DATA SECTION:
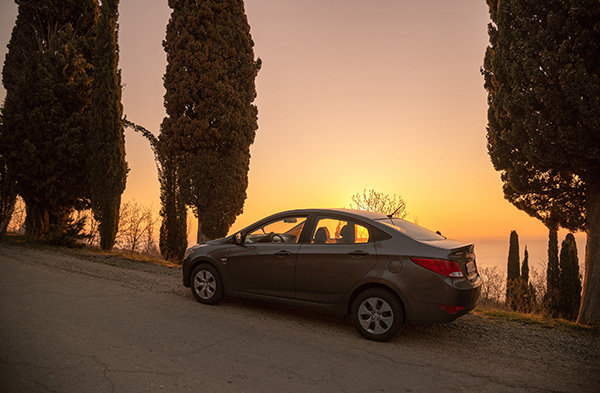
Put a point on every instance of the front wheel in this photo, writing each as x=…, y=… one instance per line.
x=207, y=285
x=377, y=314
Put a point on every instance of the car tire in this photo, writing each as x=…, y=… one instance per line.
x=206, y=283
x=377, y=314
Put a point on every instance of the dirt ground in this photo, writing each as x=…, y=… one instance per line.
x=474, y=353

GIVEN REQUEST: Revise the material from the line containing "Put a point on every instance of the dirt" through its end, inclusive, replacing "dirt ground" with "muddy ground" and leaving everything else as it stands.

SOLVED EXERCISE:
Put a point on every instance of the muddy ground in this photo, writing each as x=…, y=… one instance per line.
x=474, y=353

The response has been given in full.